■ **Exercise requirements**:
Update the records from their first line through the line containing "positive clicks: (1008, 695)", changing "positive clicks" to "foreground clicks" and leaving everything else the same.

Collected data
....................
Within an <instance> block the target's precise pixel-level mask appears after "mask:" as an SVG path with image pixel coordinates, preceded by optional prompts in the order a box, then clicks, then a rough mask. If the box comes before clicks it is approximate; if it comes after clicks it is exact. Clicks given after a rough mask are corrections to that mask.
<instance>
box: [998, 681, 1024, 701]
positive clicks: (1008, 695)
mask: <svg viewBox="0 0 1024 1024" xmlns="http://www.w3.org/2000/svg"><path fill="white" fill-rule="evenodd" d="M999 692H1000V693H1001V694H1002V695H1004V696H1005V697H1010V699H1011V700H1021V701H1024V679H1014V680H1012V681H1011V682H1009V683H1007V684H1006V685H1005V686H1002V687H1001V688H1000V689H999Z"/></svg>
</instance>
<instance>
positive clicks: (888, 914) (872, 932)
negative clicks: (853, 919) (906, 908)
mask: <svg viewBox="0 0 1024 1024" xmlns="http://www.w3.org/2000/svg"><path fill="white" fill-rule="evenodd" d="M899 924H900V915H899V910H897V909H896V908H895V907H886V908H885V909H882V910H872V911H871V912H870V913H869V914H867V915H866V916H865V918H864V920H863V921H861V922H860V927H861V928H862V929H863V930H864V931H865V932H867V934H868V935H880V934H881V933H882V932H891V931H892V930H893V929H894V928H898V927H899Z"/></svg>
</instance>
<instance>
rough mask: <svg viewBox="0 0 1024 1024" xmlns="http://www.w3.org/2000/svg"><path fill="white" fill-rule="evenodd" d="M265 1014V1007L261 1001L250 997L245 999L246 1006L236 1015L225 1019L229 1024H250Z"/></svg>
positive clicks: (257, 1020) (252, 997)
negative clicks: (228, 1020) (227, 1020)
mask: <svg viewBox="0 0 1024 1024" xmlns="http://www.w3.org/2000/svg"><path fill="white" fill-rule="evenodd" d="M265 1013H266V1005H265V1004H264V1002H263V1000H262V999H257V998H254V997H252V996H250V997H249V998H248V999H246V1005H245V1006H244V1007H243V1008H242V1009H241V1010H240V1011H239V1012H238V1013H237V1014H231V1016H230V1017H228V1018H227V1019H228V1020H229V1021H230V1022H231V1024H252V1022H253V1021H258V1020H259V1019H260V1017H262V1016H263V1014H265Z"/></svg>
....................
■ **Exercise solution**:
Within an <instance> block the target's precise pixel-level mask appears after "mask:" as an SVG path with image pixel coordinates, preceded by optional prompts in the order a box, then clicks, then a rough mask. If the box comes before clicks it is approximate; if it comes after clicks it is exact. Clicks given after a rough mask are corrections to that mask.
<instance>
box: [998, 681, 1024, 701]
foreground clicks: (1008, 695)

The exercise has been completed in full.